Reproduce everything from "For the second" down to "against Georgia Tech." in the football game report below, without changing a character.

__PASSAGE__.
##########

Eric Christian Smith, AP
HOUSTON — Color Alani Fua good.
BYU linebacker Fua reacted to a juke move by Houston’s hottest receiver, Daniel Spencer, then looked up just in time to see a fat football floating in the air toward him. Fua’s eyes got wide and he just grabbed it.
Thus ended one of the more bizarre football games in BYU memory, a scintillating 47-46 Cougar win over previously undefeated Houston in Reliant Stadium before a crowd of 33,115.
The win lifted BYU to 5-2 and dropped Houston to 5-1.
For the second straight game, Fua, deployed as a nickel back instead of his position as an outside linebacker, intercepted a desperation pass by a quarterback to preserve a BYU victory. Fua did the same thing last week against Georgia Tech.
One could see relief on the faces of every BYU player and coach.
“John (O’Korn) thought he had a man open in the seam,” said Houston coach Tony Levine. “They made a big play, game over.” To that point, Spencer had seven catches for 186 yards including a 76-yarder, the longest pass play on BYU's defense this year.
In the longest non-overtime game in BYU history that saw the Cougars run a record 115 plays, the play by Fua ended Houston’s fleet-footed show, an explosive display of speed that the Cougars struggled to contain all day.

##########

__EXCERPTED RECORDS__.
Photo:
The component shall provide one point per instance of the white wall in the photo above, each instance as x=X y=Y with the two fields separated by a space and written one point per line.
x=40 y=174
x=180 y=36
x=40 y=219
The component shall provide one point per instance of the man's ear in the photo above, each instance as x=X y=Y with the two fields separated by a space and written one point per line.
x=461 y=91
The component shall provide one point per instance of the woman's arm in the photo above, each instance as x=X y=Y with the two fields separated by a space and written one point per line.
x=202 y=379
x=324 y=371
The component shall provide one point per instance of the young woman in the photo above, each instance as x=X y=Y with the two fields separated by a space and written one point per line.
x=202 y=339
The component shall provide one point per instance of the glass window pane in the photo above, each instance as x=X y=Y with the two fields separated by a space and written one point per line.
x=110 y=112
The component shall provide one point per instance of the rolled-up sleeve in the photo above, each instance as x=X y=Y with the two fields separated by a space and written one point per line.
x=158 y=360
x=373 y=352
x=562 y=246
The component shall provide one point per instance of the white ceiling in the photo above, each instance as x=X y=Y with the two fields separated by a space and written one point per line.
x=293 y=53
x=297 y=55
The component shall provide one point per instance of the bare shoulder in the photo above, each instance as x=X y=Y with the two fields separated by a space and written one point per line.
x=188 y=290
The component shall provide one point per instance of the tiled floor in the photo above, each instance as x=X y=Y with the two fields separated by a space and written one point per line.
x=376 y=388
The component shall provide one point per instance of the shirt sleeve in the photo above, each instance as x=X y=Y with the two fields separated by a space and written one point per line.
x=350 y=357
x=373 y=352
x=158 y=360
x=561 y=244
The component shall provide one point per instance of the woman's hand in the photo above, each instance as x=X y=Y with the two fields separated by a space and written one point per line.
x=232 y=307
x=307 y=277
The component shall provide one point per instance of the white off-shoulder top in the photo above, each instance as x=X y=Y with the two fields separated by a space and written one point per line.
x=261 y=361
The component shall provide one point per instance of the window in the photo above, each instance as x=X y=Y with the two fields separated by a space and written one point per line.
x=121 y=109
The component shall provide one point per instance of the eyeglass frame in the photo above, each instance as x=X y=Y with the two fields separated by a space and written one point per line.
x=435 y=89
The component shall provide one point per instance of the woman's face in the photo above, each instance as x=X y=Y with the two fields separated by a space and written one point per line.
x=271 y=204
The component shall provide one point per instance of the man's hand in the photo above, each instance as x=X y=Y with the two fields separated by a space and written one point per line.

##########

__RESULT OF THE EXERCISE__.
For the second straight game, Fua, deployed as a nickel back instead of his position as an outside linebacker, intercepted a desperation pass by a quarterback to preserve a BYU victory. Fua did the same thing last week against Georgia Tech.